* Kutipan Dokumen *
Idle Hands are the devil’s workshop. Ttangan yang menganggur sia-sia adalah tempat berkaryanya syaithan. Kurang lebih begitulah maknanya.
Sebuah peribahasa yang diambil dari Bibel, menandakan bahwa semua agama pun memahami bahaya laghaw. Sebuah kesia-siaan yang diperingatkan Tuhan melalui Q.S. Al-Mu’minun. Surah itu memperingatkan bahwa seorang manusia, terutama seorang yang menyatakan beriman, percaya kepada agama Islam, Allah swt dan Rasulullah s.a.w.
Sebagai nabi, dianggap beruntung ketika memalingkan wajahnya dari kesia-siaan. Qad aflahal mu’minun, beruntunglah ia yang beriman, lalu diikuti dengan beberapa kalimat Allah yang menunjukkan kriteria orang beriman yakni khusyuk dalam mendirikan shalat, yang selanjutnya dikatakan Walladziinahum ‘anillagwi muridun yaitu orang-orang yang terhindar dari hal-hal yang sia-sia.
Banyak hal yang sebenarnya bisa menjadi celah bersyukur atas waktu sekaligus tugas yang menyertainya. Salah satunya adalah amanah sebagai seorang ibu, sekaligus pengkhidmat agama. You don’t know what you’ve got till it’s gone. Biasanya kita baru menyadari anugerah yang dimiliki ketika kita sudah tidak memilikinya.
Melihat jauh ke belakang dan membandingkan keadaan di mana kesibukan tengah melanda, seharusnya kita sadari bahwa Tuhan telah memberikan hadiah terbaik berupa aktivitas positif. Namun sayang, tak sedikit orang yang melewatkan kesempatan begitu saja.
Satu kalimat yang harus selalu ditanyakan pada diri sendiri adalah, “Apa manfaat dari semua kegiatan ini?”. Ketika merasa lelah dalam pengkhidmatan, segera tanyakan “Apa manfaat dari pengkhidmatan ini? Adakah yang lebih penting sehingga harus berhenti?”. Maka tepatlah jika khalifah bersabda, “Mengkhidmati agama adalah sebuah karunia.” Karena sejatinya, bukan kita yang membantu agama, namun agama lah yang memelihara kita.

Data yang diambil dari sebuah koleksi:
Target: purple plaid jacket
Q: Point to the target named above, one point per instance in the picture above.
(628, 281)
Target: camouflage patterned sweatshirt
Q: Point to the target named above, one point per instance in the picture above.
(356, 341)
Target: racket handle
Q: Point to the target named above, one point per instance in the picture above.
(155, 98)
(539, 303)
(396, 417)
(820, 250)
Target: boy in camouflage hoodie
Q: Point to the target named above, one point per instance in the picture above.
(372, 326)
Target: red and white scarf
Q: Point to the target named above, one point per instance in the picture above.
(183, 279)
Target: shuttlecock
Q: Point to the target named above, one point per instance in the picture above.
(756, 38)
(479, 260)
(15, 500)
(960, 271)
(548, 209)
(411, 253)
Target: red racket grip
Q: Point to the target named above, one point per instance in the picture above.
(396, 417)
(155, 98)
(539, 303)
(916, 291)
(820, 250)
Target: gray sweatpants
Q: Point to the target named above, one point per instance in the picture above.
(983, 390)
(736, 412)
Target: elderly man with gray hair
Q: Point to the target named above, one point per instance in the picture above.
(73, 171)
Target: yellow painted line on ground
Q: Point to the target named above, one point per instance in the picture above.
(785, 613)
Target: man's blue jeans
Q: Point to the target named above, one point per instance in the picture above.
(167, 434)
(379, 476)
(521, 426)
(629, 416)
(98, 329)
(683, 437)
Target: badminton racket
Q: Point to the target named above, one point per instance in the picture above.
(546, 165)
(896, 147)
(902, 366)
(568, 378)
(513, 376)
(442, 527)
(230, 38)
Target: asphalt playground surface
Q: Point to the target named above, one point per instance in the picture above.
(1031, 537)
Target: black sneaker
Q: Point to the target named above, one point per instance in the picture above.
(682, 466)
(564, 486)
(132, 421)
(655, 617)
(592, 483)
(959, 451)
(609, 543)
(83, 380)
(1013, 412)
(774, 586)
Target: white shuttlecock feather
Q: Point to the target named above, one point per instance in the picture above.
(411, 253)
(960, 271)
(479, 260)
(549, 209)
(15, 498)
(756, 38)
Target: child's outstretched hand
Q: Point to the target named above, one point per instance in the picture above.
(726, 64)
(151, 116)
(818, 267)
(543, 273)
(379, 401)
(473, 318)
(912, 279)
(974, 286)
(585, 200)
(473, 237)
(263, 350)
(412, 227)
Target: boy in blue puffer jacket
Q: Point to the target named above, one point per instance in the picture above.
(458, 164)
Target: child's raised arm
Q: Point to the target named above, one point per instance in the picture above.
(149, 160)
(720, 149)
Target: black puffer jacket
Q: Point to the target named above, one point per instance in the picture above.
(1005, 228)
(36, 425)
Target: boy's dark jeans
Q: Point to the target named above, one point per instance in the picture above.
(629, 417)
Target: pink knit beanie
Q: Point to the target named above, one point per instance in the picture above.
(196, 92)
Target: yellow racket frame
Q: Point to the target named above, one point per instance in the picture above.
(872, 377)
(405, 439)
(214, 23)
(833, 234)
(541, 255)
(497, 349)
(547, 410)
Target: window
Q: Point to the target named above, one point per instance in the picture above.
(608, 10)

* Petunjuk Tugas *
1 – Tentukan apakah setiap pernyataan berikut sesuai dengan kutipan dokumen. Jawab ya atau tidak, lalu kutip kata-kata penentunya dari teks.
(a) Peribahasa "Idle Hands are the devil’s workshop" diambil dari Bibel.
(b) Tuhan memperingatkan tentang kesia-siaan melalui Q.S. Al-Baqarah.
(c) Menurut kutipan dokumen, kitalah yang membantu agama.
2 – Sebutkan semua kalimat tanya yang menurut kutipan dokumen perlu diajukan kepada diri sendiri.
3 – Menurut kutipan dokumen, apa sabda khalifah tentang mengkhidmati agama?

* Daftar Jawaban *
1 –
(a) Ya: "Sebuah peribahasa yang diambil dari Bibel"
(b) Tidak: "Sebuah kesia-siaan yang diperingatkan Tuhan melalui Q.S. Al-Mu’minun."
(c) Tidak: "bukan kita yang membantu agama, namun agama lah yang memelihara kita."

2 –
1. "Apa manfaat dari semua kegiatan ini?"
2. "Apa manfaat dari pengkhidmatan ini?"
3. "Adakah yang lebih penting sehingga harus berhenti?"

3 – "Mengkhidmati agama adalah sebuah karunia."